Required actions:
a - Which products does the speech recognition accuracy post say the IEEE Computer study compared?
b - Can you carry the speech recognition accuracy post on from its last sentence, in the same voice?

Newsgroups: comp.speech
Path: cantaloupe.srv.cs.cmu.edu!das-news2.harvard.edu!news2.near.net!howland.reston.ans.net!news.sprintlink.net!hookup!olivea!charnel.ecst.csuchico.edu!csusac!csus.edu!netcom.com!marcels
From: marcels@netcom.com (Marcel Schoppers)
Subject: Re: Recog. Accuracy; IN3, CSS, CVA, etc.
Message-ID: <marcelsD1wsE7.2Fn@netcom.com>
Organization: Netcom Online Communications Services (408-241-9760 login: guest)
References: <3eetbj$1vah@tequesta.gate.net>
Date: Thu, 5 Jan 1995 01:34:55 GMT
Lines: 39

I posted a similar question a few weeks ago and got only one reply to the
effect that I should not expect to find any published studies...  I then
found that I'd saved one from IEEE Computer March '94, which compared Media
Vision's ExecuVoice,  Creative Labs VoiceAssist, Covox VoiceBlaster, and
Digital Soup's Rover.  The article preferred VoiceAssist for convenience,
but ExecuVoice got the most words right, with VoiceAssist second.  That
study was all in the context of a quiet room, unfortunately.  (A useful
feature of VoiceAssist is, it warns you if two words sound too similar.)

Data block:
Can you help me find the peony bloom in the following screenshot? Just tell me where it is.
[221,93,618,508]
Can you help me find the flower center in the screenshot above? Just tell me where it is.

Expected answers:
a - Media Vision's ExecuVoice, Creative Labs VoiceAssist, Covox VoiceBlaster, and Digital Soup's Rover.

b -
Needing voice recognition in noisy environments, I have been examining the
Speech Systems (Phonetic Engine) PE500.  When I asked the vendor about noise
rejection they replied that this was heavily dependent on the microphone used
(noise-cancelling mikes a few inches in front of the user's mouth work best),
then added that their PE500 was demoed at Comdex where (despite all the
commotion all around) it worked very reliably.  Even if it's half true it's
still remarkable.  I interpret that this was due in part to the mike, and in
part to the fact that the system is continuous-speech, so typically works
with longer strings than individual words and gets some noise-rejection
from that.

A few more details:  the PE500 is a board plus software, for the PC.  It
recognizes continuous speech, is speaker-independent (no training required),
you define the target recognitions with an English grammar that the machinery
translates into target waveforms, the vocab is about 40,000, and when
recognition occurs you get out a character string as if the words had been
typed at a keyboard.  The catch is, you have to write your own programs to
control the software that comes with the board and to interpret the character
strings it returns.  The PE500 plus mike and software developer's kit sells
for about $1200.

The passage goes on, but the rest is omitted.